— START Information provided —
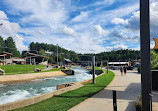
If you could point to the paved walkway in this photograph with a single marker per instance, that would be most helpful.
(128, 89)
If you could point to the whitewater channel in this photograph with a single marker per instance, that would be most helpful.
(22, 90)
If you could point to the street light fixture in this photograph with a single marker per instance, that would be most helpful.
(145, 55)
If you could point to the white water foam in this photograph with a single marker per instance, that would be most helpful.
(11, 96)
(2, 85)
(48, 89)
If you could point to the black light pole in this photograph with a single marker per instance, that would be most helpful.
(93, 68)
(145, 55)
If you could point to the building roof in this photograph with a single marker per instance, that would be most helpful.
(110, 63)
(7, 53)
(19, 60)
(3, 55)
(36, 55)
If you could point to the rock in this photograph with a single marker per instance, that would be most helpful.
(2, 72)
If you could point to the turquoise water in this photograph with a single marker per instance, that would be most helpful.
(18, 91)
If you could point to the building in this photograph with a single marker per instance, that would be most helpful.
(16, 60)
(68, 62)
(118, 63)
(5, 58)
(39, 59)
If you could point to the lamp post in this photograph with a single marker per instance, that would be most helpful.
(57, 54)
(145, 55)
(93, 68)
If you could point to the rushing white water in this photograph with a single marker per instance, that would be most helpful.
(23, 90)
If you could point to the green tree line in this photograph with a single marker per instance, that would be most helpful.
(8, 45)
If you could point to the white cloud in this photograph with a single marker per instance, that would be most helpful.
(69, 31)
(49, 21)
(11, 29)
(3, 16)
(81, 17)
(100, 30)
(119, 21)
(116, 47)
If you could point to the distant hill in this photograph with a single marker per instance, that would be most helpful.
(119, 55)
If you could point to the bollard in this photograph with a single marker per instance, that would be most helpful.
(114, 101)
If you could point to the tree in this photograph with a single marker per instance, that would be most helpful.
(50, 60)
(41, 52)
(2, 45)
(10, 44)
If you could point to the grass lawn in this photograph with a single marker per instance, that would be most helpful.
(19, 69)
(67, 100)
(96, 68)
(57, 69)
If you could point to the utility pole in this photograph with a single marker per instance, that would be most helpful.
(57, 54)
(101, 65)
(93, 70)
(145, 55)
(34, 65)
(107, 66)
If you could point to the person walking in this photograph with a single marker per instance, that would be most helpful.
(125, 69)
(121, 70)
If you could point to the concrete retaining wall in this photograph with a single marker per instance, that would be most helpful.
(97, 72)
(68, 72)
(28, 77)
(32, 100)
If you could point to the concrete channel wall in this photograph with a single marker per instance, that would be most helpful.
(68, 72)
(97, 72)
(32, 100)
(28, 77)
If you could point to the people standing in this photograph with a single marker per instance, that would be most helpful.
(125, 69)
(121, 70)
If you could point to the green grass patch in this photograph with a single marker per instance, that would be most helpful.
(20, 69)
(67, 100)
(57, 69)
(96, 68)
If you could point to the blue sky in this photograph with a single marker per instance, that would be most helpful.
(84, 26)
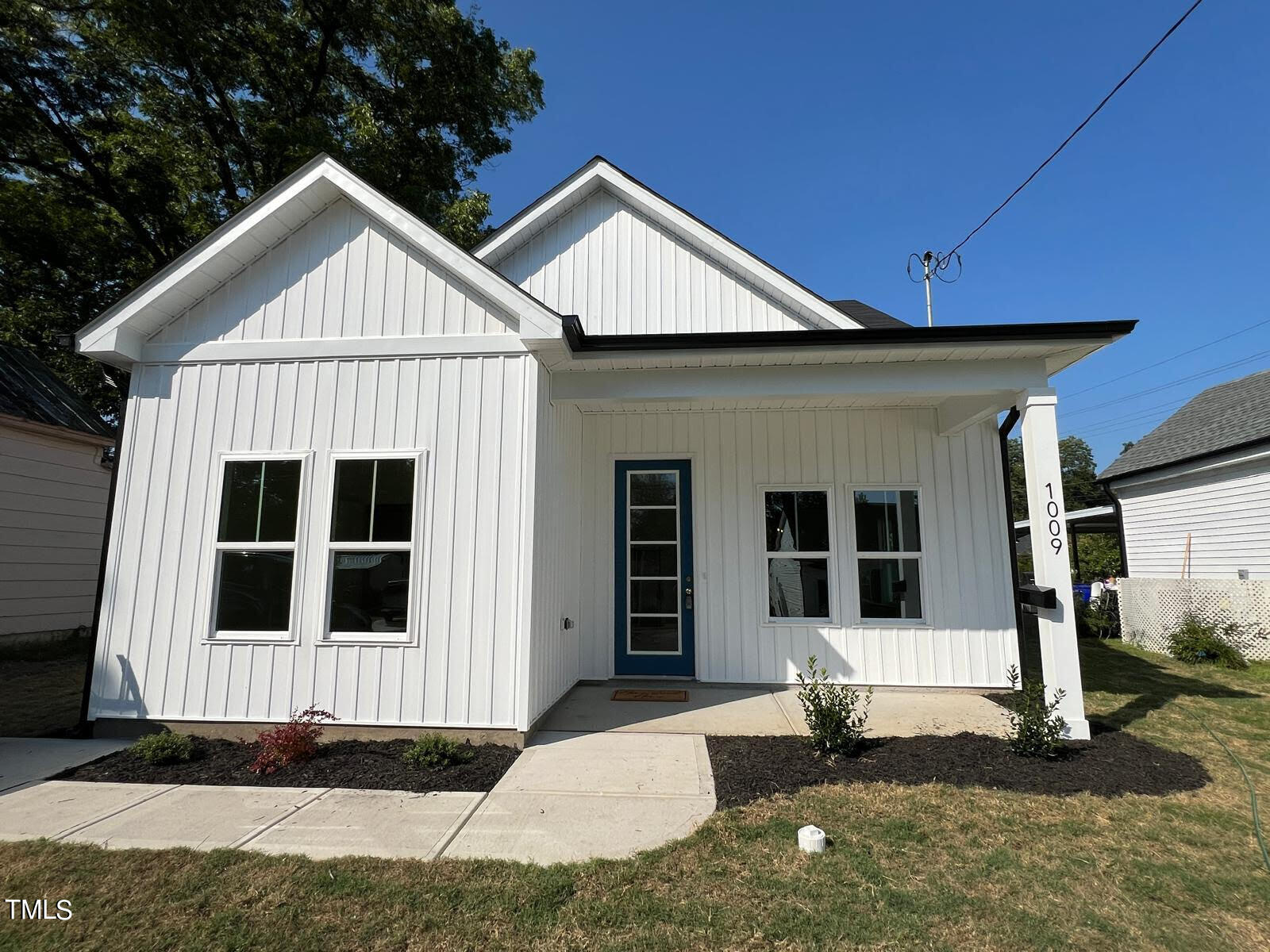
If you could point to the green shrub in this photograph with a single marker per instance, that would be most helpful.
(833, 712)
(1035, 725)
(433, 752)
(164, 748)
(1199, 641)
— END Information provided —
Set problem:
Skip the pictures; extract only the lines from the line with "If you could point to the concrete retaining" through the final line of the material, exactly as they appear.

Written reply:
If you could point to the concrete retaining wall in this photograph with a single marker per instance, that would be most helpful.
(97, 72)
(68, 72)
(28, 77)
(32, 100)
If you could point to the concrete channel wall in this photograph with a single marker per instance, that would be most helpful.
(68, 72)
(97, 72)
(32, 100)
(28, 77)
If you could point to the people standing in this photograph with a single marker per instance, that would be most helpful.
(125, 69)
(121, 70)
If you could point to the green grass patch in this photograph with a single marker per instance, that would be most helpful.
(20, 69)
(67, 100)
(57, 69)
(96, 68)
If you could point to the blue sky in this photograph with a single marker per instance, that would be most helpful.
(84, 26)
If you could point to the green shrub in this photograph with a single marker per instance, that would be most helpful.
(833, 712)
(1035, 725)
(433, 752)
(164, 748)
(1199, 641)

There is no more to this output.